What you need to do: Using the string "cyclists" as the key, pull each matching line out of the records below.

Input:
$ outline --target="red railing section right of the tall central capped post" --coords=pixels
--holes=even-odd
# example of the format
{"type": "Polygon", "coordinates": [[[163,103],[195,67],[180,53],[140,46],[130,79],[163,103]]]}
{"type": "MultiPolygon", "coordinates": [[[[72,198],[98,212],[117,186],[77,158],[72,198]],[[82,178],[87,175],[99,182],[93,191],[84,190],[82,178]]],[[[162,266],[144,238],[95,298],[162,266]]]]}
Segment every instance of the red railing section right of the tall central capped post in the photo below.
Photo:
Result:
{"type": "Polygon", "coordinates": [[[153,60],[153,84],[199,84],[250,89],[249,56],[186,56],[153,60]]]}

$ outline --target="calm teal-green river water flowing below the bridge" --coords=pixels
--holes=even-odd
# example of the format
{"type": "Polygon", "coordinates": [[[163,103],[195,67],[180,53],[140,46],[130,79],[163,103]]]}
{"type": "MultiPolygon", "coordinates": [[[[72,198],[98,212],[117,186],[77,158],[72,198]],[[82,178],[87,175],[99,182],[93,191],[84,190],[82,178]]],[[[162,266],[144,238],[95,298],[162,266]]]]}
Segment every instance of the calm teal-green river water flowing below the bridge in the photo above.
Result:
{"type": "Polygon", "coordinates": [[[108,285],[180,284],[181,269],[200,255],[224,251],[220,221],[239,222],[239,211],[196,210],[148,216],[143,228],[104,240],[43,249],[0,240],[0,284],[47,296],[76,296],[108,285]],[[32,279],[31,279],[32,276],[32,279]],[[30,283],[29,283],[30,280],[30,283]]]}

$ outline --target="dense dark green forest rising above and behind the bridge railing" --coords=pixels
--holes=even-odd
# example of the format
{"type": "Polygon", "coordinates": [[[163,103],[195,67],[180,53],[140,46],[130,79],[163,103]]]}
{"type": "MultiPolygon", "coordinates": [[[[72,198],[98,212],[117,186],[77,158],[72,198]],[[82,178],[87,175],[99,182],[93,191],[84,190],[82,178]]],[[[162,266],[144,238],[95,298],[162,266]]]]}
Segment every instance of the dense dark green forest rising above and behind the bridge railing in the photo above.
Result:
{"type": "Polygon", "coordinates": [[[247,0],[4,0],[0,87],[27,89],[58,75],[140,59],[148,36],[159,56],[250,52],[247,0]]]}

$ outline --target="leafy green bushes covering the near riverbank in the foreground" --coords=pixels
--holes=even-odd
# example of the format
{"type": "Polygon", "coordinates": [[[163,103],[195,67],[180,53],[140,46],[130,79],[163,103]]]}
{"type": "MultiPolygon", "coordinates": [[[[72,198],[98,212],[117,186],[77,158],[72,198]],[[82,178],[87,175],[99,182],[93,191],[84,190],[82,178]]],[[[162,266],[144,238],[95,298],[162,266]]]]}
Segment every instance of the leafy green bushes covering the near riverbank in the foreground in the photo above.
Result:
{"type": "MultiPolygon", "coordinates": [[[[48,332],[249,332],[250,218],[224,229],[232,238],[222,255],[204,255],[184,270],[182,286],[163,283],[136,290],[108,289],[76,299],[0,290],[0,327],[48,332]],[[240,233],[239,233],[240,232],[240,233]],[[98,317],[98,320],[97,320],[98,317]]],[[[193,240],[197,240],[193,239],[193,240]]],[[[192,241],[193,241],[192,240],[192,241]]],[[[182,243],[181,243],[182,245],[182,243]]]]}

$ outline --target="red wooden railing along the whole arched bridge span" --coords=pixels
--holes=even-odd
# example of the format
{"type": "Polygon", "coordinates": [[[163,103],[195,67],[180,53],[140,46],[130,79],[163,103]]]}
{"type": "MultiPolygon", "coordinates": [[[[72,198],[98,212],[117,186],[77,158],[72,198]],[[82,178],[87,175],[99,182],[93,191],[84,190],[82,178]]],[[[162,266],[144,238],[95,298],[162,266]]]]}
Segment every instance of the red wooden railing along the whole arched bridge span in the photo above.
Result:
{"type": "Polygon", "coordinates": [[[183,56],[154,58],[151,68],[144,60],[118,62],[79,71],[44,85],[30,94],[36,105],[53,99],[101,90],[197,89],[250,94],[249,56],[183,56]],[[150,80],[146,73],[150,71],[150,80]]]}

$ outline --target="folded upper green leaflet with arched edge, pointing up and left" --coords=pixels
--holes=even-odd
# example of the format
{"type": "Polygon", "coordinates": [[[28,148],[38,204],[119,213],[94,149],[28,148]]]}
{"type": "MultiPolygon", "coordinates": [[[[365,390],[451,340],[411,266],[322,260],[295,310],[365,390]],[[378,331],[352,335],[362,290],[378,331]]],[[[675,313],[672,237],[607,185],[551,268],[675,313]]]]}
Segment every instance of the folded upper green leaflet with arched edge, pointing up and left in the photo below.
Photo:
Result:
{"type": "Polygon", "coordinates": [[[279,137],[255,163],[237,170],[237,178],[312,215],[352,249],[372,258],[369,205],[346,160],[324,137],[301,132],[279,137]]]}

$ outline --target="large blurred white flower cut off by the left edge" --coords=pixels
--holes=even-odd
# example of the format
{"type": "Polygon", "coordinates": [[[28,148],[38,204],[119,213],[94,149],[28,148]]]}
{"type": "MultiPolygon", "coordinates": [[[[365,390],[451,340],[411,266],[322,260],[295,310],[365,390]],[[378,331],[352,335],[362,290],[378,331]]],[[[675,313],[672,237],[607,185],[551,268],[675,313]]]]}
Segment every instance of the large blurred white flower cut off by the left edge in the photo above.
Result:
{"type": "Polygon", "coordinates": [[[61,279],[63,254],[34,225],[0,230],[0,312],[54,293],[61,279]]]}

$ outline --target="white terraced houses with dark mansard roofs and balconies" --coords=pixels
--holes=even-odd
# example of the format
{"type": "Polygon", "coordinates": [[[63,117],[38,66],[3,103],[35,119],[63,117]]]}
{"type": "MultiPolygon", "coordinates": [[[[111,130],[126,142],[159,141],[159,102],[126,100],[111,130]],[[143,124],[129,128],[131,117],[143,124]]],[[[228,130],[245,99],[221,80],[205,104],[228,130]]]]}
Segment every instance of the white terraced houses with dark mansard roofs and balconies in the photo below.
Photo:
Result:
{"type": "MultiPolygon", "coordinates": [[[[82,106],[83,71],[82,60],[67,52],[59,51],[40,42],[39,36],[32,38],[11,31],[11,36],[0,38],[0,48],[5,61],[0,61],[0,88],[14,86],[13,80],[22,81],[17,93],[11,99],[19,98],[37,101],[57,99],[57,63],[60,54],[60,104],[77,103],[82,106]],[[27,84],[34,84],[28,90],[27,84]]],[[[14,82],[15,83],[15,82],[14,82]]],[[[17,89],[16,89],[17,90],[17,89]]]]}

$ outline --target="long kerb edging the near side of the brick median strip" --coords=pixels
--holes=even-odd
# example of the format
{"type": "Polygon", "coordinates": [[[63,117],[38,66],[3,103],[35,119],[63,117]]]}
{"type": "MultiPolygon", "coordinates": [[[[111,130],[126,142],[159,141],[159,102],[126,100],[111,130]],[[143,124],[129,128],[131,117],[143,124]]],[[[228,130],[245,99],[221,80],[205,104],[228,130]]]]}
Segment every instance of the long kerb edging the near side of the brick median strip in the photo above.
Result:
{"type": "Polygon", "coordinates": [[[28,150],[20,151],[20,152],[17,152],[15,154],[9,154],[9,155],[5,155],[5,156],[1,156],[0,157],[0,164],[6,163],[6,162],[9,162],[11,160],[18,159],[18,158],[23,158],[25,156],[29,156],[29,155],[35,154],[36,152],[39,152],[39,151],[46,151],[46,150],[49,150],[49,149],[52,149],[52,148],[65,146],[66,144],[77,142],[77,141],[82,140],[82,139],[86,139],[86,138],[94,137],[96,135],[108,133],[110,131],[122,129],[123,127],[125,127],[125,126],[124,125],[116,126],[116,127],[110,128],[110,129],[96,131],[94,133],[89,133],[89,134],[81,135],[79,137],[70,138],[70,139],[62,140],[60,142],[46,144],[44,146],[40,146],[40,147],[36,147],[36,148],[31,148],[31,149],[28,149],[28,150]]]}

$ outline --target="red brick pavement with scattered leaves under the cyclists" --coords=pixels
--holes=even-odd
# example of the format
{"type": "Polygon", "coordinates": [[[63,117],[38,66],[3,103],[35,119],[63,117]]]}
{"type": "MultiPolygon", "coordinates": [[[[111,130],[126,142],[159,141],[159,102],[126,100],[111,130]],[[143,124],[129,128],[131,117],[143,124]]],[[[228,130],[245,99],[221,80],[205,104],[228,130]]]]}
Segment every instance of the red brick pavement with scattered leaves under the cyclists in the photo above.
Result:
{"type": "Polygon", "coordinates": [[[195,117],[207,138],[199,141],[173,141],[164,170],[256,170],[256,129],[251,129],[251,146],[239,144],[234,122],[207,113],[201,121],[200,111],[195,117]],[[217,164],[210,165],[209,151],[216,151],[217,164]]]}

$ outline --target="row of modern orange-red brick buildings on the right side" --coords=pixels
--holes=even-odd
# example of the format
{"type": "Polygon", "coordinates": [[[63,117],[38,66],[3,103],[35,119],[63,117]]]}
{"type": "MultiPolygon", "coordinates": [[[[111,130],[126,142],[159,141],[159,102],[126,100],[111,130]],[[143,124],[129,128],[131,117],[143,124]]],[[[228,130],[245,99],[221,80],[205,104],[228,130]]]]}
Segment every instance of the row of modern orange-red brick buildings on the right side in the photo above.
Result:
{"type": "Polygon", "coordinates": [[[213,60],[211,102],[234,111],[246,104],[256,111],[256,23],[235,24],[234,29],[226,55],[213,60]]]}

Exercise response:
$ outline --target="red brick pavement with scattered leaves under the cyclists" --coords=pixels
Segment every instance of the red brick pavement with scattered leaves under the cyclists in the photo above.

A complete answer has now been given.